**TASK TO COMPLETE:**
Copy out all the entries exactly.

**MATERIAL PROVIDED:**
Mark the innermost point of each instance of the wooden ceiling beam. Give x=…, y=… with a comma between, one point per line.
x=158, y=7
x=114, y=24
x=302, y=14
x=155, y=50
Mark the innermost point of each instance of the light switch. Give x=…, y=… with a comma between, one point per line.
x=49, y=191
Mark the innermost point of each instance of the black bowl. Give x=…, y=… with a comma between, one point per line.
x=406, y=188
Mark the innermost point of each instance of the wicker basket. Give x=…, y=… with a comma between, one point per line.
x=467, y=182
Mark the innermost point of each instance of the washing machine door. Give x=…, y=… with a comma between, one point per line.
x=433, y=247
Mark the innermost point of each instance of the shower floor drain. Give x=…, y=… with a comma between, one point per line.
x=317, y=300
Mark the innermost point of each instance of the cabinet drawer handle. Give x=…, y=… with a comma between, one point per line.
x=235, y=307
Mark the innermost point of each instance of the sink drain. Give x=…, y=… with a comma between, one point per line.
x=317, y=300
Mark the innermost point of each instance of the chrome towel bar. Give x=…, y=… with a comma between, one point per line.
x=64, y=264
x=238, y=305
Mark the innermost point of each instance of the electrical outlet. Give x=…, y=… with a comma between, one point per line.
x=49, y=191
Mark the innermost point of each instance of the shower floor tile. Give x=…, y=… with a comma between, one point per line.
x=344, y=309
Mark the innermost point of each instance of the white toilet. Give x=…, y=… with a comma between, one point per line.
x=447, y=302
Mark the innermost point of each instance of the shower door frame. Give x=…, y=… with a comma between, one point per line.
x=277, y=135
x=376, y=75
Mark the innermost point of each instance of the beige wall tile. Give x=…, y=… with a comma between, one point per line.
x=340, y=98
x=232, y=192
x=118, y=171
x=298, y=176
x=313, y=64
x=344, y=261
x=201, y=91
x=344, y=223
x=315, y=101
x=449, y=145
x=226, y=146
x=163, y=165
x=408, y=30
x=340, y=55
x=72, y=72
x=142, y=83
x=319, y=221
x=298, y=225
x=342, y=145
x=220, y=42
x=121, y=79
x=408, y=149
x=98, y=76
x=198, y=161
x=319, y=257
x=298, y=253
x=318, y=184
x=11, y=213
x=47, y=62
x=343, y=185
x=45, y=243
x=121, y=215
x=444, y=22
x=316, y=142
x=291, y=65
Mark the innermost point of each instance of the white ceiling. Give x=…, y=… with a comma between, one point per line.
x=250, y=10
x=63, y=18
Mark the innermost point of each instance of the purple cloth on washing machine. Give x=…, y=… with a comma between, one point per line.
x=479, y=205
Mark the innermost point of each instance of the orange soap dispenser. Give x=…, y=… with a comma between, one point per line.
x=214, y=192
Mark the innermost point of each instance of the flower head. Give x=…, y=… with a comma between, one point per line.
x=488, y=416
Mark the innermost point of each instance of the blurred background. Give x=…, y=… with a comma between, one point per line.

**RESPONSE:**
Mark the innermost point of each instance of the wooden ceiling beam. Give x=…, y=… with a comma between, one point per line.
x=158, y=7
x=114, y=24
x=302, y=14
x=155, y=50
Mark the innermost point of each instance of the light switch. Give x=…, y=… with a comma between, one point per line.
x=49, y=191
Mark the innermost point of each instance of the black bowl. Give x=…, y=… with a comma between, one point per line.
x=406, y=188
Mark the innermost point of each instance of the wicker basket. Give x=…, y=… with a comma between, one point per line.
x=467, y=182
Mark the innermost point of each instance of the washing machine door. Give x=…, y=… with a comma between, one point per line.
x=433, y=247
Mark the innermost point of each instance of the shower floor drain. Give x=…, y=… with a comma between, one point per line.
x=317, y=300
Mark the innermost point of each instance of the cabinet drawer handle. Give x=…, y=… with a comma between, one point per line.
x=235, y=307
Mark the innermost point of each instance of the sink drain. Give x=…, y=… with a comma between, one point per line.
x=317, y=300
Mark the innermost point of each instance of the chrome towel bar. Give x=…, y=… with a comma between, one point per line.
x=64, y=264
x=238, y=305
Mark the innermost point of each instance of the electrical outlet. Give x=…, y=… with a comma between, one point per line.
x=49, y=191
Mark the innermost point of each instance of the shower floor tile. Give x=…, y=… with a comma between, one point per line.
x=344, y=309
Mark the innermost point of each instance of the white toilet. Give x=…, y=… with a comma between, one point per line.
x=447, y=302
Mark the innermost point of each instance of the shower door frame. Give x=…, y=… with a comma between, one point per line.
x=277, y=135
x=376, y=75
Mark the innermost point of each instance of the beige wall tile. Give x=…, y=… with a comma between, one point per line.
x=340, y=98
x=232, y=192
x=118, y=171
x=298, y=176
x=313, y=64
x=344, y=261
x=201, y=91
x=344, y=223
x=315, y=101
x=449, y=145
x=226, y=146
x=163, y=165
x=408, y=30
x=340, y=55
x=72, y=72
x=142, y=83
x=319, y=221
x=298, y=225
x=342, y=145
x=220, y=42
x=121, y=79
x=408, y=149
x=98, y=76
x=198, y=161
x=319, y=257
x=298, y=253
x=318, y=184
x=11, y=213
x=47, y=62
x=343, y=185
x=45, y=243
x=121, y=215
x=444, y=22
x=316, y=142
x=291, y=65
Mark the innermost point of each instance of the white ceiling. Give x=…, y=… with a comma between, one point per line.
x=250, y=10
x=63, y=18
Mark the innermost point of each instance of the purple cloth on washing machine. Give x=…, y=… with a comma between, one point per line.
x=479, y=205
Mark the innermost point of each instance of the orange soap dispenser. Give x=…, y=… with a comma between, one point per line.
x=214, y=192
Mark the innermost point of each instance of the flower head. Give x=…, y=… with a comma between, one point per line.
x=488, y=416
Mark the innermost point of each instance of the blurred background. Give x=…, y=… with a comma between, one point per line.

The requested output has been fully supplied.